_任务要求_
A. 请将下面单向链表文档中的这句话译成英文："定义一个结构体,表示链表上每个节点的类型"。
B. 请照抄下面单向链表文档中的一段，从"LinkNode* JosephCycle(LinkNode* head, size_t"开始，一直到"while(cur != cur->next)"为止，末尾这处也要包括在内。

_文档_
----------

单向链表常见的笔试面试题

定义一个结构体,表示链表上每个节点的类型

typedef char LinkType;

typedef struct LinkNode {
	LinkType data;
	struct LinkNode* next;
} LinkNode;

1)逆序打印单链表.

 void LinkListReversePrint(LinkNode* head)
 {
     if(head == NULL)
     {
         return;
     }
     LinkListReversePrint(head->next);
     printf("[%c : %p] ",head->data,head);
 } 

这里使用递归的方法,递归出口 -> head == NULL

2 )不允许遍历链表, 在 pos之前插入

void LinkListInsertBefore(LinkNode** head, LinkNode* pos, LinkType value)
 {
     if(head == NULL)
     {
         return;
     }
     if((*head) == NULL)
     {//当前链表为空,直接return
         return;
     }  
     LinkNode* new_node = CreateLinkNode(value);
     if(pos == (*head))
     {//如果head就是要找的位置,直接进行头插
         new_node->next = (*head);
         (*head) = new_node;
         return;
     }  
     //以下使用移花接木的方法,将新插入的value赋值给pos的data,再在pos之后插入新的元素
     new_node->data = pos->data;
     pos->data = value;
     new_node->next = pos->next;                                                                                                                   
     pos->next = new_node;
 }

单向链表常见的笔试面试题_第1张图片

3)约瑟夫环

 LinkNode* JosephCycle(LinkNode* head, size_t food) {
     if(head == NULL)
     {
         return NULL;
     }
     LinkNode* cur = head;
     while(cur != cur->next)
     {
        size_t i = 1;
        for(;i < food; ++i)
        {
            cur = cur->next;
        }
        printf("删除的元素是 : %c\n",cur->data);
        LinkNode* to_delete = cur->next;
        cur->data = cur->next->data;
        cur->next = to_delete->next;
        DestoryLinkNode(to_delete);
     }
     printf("幸存者 : %c\n",cur->data);                                                                                                            
     return cur;
 }

每次找到要删除的元素是,同样使用第二题移花接木的方法删除,这样就不用再找当前元素的头结点

4)单链表逆置

void LinkListReverse(LinkNode** head)
 {
     if(head == NULL)                                                                                                                              
     {
         return;
     }
     if((*head) == NULL)
     {
         return;
     }
     if((*head)->next == NULL)
     {
         return;
     }
     LinkNode* pre = (*head);
     LinkNode* cur = pre->next;
     LinkNode* tail = cur->next;
     while(tail != NULL)
     {
         cur->next = *head;
         pre->next = tail;
         (*head) = cur;
         cur = tail;
         tail = cur->next;
     }
     cur->next = (*head);
     (*head) = cur;
     pre->next = NULL;
     return;
 }

5 )单链表的冒泡排序

void LinkListBubbleSort(LinkNode* head)
{
	if (head == NULL)
	{
		return;
	}
	if (head->next == NULL)

----------

_所列条目_
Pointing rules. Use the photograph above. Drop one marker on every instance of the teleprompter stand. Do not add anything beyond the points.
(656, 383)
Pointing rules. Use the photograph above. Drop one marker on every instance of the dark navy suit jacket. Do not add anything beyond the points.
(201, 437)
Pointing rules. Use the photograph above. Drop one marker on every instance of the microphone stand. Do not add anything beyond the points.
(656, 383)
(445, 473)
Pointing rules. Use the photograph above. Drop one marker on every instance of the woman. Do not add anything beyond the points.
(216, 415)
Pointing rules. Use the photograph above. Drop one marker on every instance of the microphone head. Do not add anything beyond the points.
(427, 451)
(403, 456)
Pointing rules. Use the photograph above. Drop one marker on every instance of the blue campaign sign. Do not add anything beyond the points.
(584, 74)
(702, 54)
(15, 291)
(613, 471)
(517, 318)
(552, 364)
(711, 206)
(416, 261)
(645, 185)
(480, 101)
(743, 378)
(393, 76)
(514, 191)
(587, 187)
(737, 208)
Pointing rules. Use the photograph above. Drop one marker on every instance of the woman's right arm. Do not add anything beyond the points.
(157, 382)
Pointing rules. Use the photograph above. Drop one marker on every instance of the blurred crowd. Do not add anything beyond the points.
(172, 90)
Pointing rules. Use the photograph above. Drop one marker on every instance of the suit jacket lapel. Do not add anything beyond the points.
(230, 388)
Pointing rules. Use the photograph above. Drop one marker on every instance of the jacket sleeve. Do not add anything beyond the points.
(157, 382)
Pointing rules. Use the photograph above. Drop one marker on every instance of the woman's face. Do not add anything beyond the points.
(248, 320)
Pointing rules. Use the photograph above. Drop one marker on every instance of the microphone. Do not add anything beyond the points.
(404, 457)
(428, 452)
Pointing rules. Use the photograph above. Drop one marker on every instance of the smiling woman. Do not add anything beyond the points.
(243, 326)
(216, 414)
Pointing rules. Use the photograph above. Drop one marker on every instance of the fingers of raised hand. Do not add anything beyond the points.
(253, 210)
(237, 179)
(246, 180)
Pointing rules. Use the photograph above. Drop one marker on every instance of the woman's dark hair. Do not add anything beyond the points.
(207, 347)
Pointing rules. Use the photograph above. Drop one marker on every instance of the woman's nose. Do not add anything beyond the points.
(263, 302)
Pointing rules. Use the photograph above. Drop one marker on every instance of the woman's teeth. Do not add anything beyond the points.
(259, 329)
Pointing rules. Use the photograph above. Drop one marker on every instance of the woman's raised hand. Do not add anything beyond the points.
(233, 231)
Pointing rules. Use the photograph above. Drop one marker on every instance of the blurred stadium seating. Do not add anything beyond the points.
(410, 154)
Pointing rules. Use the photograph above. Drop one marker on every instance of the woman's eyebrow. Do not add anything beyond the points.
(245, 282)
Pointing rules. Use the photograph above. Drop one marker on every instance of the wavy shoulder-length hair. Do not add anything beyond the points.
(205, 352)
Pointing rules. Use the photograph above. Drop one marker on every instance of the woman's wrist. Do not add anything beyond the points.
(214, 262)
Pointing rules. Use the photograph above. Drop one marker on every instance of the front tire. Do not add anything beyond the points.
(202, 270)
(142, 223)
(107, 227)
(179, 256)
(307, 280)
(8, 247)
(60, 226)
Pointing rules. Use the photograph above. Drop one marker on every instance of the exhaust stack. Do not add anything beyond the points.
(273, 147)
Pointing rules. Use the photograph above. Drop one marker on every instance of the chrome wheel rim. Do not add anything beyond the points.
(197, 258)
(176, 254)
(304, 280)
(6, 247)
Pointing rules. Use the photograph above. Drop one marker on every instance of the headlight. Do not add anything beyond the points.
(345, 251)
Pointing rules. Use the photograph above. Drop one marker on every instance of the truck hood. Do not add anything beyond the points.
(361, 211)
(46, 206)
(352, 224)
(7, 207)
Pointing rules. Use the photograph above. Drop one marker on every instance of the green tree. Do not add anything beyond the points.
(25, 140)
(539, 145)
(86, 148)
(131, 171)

----------

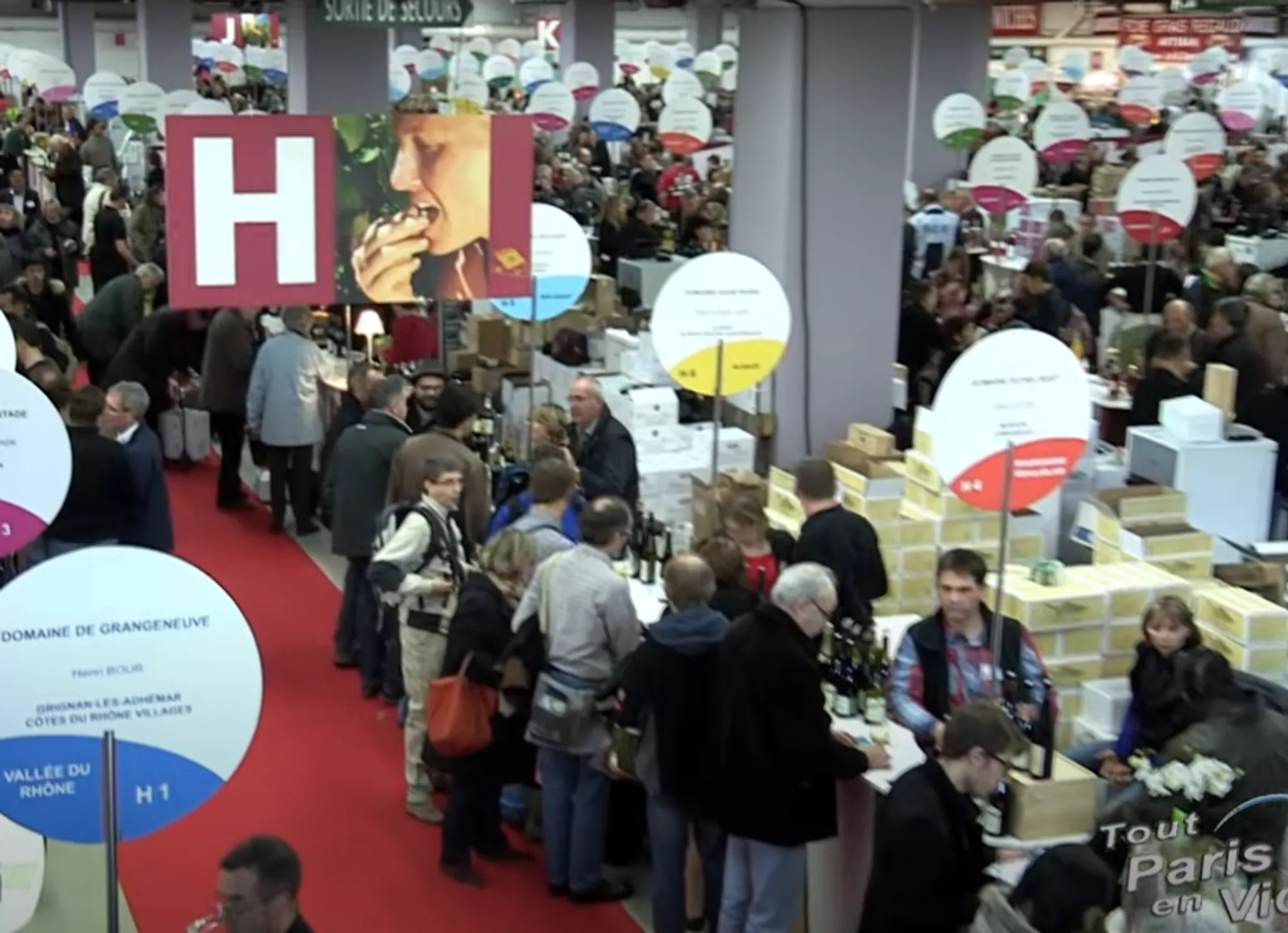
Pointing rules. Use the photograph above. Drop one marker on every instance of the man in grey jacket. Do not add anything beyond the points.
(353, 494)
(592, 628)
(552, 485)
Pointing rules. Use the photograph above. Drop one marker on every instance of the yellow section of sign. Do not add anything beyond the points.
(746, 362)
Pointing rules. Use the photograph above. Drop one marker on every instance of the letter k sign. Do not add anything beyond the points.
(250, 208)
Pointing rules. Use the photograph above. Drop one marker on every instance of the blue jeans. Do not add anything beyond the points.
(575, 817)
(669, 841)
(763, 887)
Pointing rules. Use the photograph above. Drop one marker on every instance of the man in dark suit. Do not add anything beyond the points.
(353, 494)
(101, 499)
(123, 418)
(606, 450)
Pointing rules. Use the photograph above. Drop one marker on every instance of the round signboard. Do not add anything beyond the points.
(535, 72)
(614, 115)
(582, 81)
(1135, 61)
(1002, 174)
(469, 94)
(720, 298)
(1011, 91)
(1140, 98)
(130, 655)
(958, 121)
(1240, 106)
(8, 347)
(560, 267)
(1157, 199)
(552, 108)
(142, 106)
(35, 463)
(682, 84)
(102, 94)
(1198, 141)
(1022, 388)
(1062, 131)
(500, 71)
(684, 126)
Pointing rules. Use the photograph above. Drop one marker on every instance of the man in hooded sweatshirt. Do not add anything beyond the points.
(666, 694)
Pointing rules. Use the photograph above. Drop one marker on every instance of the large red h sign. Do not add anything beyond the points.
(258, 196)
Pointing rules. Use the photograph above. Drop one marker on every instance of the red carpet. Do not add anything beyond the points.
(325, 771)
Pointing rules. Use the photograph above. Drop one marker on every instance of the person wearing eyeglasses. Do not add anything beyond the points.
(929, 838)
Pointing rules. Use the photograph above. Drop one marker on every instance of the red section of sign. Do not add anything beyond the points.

----------

_参考答案_
A. Define a struct that represents the type of each node in the linked list.

B.
LinkNode* JosephCycle(LinkNode* head, size_t food) {
     if(head == NULL)
     {
         return NULL;
     }
     LinkNode* cur = head;
     while(cur != cur->next)